Passage provided:
-=-=-
BASIC BISCUIT DOUGH WITH VARIATIONS

Many moons ago, the Your Family magazine provided a basic biscuit dough recipe that we used as our go to for every variation of biscuits.
I lost this recipe when my recipe books went missing from the farm in Weenen.
Happily, while cleaning out old files, it has resurfaced as a picture I clearly sent to someone on Whatsapp ages ago.
Here it is for posterity.

  • 100 g icing sugar
  • 350 g baking margarine or half butter, half margarine
  • 5 ml vanilla essence
  • 250 g cake flour
  • 100 g cornflour
Mix everything together till smooth. Add any of the variations for different cookies.

Roll out 5 cm thick, cut shapes and bake 12 – 15 minute at 180ºC.

Variations:
Most variations require the addition of 100 g cake flour first.
-=-=-
Data records:
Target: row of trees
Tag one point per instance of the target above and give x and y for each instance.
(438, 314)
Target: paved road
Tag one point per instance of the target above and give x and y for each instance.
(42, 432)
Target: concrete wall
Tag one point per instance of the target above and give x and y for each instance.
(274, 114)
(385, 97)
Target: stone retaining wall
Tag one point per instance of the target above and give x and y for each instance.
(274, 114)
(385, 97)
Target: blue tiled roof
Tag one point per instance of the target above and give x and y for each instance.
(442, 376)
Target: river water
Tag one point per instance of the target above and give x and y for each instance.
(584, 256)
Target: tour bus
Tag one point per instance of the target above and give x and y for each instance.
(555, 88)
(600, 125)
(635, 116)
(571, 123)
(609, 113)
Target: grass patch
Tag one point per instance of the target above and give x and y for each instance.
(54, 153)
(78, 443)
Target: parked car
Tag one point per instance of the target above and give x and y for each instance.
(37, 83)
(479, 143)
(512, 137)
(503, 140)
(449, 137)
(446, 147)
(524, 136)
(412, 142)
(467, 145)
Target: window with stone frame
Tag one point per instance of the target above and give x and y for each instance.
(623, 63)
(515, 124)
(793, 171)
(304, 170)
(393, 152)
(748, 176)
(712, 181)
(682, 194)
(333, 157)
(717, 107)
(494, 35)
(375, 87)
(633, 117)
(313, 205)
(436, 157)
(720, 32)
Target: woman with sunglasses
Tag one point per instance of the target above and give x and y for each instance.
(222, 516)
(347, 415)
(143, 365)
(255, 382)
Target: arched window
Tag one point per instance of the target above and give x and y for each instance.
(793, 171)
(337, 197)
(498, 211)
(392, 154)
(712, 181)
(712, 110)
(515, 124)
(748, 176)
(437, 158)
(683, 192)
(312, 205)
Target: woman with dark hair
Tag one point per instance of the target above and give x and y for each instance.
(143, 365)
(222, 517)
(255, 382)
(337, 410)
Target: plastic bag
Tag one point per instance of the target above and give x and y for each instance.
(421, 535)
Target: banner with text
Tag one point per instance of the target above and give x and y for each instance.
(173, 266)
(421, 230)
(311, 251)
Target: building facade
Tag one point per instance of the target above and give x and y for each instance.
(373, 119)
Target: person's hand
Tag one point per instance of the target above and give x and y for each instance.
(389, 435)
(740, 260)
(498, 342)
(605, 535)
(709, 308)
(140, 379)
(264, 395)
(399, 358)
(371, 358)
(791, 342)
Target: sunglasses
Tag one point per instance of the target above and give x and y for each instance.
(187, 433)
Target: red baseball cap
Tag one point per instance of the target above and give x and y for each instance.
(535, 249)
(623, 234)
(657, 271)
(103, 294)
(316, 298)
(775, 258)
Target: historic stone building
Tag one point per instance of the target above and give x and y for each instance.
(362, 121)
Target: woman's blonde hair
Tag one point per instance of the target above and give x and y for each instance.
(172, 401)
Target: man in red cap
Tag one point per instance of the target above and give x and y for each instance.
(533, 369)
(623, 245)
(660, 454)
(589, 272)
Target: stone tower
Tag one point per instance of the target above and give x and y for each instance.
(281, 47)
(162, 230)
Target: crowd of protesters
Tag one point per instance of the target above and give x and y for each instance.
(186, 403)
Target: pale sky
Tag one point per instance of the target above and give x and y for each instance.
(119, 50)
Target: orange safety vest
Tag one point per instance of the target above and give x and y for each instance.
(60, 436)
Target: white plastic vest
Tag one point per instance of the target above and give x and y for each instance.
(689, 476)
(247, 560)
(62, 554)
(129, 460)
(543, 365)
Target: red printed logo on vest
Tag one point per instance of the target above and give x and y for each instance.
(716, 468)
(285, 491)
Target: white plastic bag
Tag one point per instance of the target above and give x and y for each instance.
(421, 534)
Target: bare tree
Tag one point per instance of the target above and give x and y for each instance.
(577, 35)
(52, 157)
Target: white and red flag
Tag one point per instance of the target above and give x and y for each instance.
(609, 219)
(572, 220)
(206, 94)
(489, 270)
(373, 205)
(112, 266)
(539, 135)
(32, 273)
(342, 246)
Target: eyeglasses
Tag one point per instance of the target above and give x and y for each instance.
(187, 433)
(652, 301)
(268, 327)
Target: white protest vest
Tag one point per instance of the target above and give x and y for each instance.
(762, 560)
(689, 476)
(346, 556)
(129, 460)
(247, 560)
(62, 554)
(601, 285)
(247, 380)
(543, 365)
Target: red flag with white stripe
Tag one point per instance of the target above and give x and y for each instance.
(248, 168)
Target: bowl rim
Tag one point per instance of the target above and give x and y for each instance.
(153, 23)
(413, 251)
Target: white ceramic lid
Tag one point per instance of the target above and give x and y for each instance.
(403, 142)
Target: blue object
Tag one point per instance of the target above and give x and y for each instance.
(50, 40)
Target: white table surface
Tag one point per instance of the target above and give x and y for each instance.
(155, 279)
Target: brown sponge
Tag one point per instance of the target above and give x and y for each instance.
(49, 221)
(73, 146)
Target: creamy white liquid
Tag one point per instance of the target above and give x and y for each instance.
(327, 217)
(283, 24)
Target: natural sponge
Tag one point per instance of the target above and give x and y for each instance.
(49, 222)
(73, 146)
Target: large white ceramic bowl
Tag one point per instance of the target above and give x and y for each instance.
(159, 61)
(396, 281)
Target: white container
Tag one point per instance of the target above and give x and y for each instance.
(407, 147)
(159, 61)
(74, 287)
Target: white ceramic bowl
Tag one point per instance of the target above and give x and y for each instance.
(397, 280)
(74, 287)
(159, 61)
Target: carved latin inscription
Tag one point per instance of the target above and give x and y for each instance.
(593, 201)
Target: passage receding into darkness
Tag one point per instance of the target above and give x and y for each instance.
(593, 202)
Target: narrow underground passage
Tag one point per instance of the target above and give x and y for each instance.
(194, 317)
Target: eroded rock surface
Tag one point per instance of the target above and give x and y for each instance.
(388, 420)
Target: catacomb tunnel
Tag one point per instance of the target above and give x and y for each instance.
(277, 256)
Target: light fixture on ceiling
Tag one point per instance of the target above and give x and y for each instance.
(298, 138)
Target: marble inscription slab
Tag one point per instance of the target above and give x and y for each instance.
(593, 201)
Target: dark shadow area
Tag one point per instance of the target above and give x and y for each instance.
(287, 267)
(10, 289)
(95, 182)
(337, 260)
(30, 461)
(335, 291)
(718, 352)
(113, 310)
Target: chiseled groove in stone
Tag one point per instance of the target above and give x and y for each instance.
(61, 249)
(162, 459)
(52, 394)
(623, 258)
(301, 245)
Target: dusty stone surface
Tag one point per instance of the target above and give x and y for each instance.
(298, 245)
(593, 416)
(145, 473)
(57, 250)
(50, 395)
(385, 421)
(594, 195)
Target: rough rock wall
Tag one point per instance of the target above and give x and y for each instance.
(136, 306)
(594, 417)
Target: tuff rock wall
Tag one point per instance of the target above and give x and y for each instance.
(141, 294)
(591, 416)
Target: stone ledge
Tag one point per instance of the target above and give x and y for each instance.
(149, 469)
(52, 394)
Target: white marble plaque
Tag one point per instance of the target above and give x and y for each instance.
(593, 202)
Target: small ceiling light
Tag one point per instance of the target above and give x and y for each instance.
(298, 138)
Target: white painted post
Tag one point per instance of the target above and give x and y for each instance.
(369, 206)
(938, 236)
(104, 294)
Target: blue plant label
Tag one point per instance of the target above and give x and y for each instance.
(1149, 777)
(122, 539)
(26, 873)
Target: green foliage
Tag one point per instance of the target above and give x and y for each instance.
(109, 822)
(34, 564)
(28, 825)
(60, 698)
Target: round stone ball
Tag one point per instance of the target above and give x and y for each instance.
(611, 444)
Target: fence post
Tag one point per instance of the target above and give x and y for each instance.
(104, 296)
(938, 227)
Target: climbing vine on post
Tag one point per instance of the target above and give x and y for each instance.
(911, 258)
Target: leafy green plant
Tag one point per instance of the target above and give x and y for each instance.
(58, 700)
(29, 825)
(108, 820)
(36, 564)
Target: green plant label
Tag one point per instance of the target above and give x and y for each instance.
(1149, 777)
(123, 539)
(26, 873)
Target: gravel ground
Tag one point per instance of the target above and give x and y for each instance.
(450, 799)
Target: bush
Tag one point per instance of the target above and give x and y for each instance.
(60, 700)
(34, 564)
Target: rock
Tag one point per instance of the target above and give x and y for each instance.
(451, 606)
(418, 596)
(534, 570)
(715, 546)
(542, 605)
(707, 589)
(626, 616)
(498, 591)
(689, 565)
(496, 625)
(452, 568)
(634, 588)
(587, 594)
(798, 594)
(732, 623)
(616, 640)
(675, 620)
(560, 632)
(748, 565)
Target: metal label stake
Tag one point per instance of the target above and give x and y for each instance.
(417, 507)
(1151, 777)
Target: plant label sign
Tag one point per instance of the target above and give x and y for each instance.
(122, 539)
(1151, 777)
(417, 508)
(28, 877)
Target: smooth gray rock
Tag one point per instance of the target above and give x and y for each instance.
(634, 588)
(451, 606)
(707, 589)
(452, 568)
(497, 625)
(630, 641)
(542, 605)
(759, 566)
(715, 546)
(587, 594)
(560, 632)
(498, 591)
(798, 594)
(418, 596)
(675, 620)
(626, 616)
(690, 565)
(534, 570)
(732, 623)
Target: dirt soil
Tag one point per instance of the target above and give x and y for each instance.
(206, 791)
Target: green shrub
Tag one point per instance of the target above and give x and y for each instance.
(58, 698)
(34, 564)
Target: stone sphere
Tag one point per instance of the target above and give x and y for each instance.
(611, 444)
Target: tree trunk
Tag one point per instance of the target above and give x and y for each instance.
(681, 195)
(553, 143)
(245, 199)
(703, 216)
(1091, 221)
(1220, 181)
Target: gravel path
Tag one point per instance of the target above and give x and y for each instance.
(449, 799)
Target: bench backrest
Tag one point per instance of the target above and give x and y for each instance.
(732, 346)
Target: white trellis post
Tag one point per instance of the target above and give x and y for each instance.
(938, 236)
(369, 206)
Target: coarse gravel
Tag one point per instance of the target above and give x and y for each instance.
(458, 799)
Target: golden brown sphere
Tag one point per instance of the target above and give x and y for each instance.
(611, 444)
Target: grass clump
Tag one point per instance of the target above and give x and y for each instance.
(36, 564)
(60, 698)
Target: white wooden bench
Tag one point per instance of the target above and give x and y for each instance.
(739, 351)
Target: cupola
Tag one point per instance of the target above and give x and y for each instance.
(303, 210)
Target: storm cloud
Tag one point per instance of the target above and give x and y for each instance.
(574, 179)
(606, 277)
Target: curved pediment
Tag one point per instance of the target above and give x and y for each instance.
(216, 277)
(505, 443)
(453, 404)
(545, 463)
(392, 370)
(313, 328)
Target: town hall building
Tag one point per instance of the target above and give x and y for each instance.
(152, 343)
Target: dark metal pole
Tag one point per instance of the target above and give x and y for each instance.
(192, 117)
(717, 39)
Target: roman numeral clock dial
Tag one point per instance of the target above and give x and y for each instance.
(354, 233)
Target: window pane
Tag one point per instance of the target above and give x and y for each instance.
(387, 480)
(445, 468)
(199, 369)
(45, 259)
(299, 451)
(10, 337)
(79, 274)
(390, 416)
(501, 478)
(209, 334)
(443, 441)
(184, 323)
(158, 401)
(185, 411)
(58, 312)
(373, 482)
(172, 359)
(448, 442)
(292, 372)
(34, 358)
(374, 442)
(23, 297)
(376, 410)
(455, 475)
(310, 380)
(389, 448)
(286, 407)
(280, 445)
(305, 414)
-=-=-
Directions:
#1 List every line in the records that contains the word "post". Case counts.
#2 Pick up the biscuit dough recipe after its last sentence and keep writing it.
The biscuit dough recipe and the records have nothing to do with each other.

Responses to the exercise:
#1
Target: white painted post
Target: fence post
Target: climbing vine on post
Target: white trellis post

#2
Pecan nut wheels: Add 100 g cake flour, top with pecan half.  Cool and drizzle with chocolate.
Cocolate cookies: Add 100 g of cocoa, no extra flour.
Coconut cookies:  Add 50 g cake flour and 100 g shredded coconut.
Cherrie slices: Add 1 cup of chopped cherries and 100 g cake flour.
Almond slices: Add 100 g cake flour and 100 g chopped almonds and 5 ml almond essence instead of vanilla.

You can form all these variations into log shapes, chill in the fridge and then just cut, slices and bake.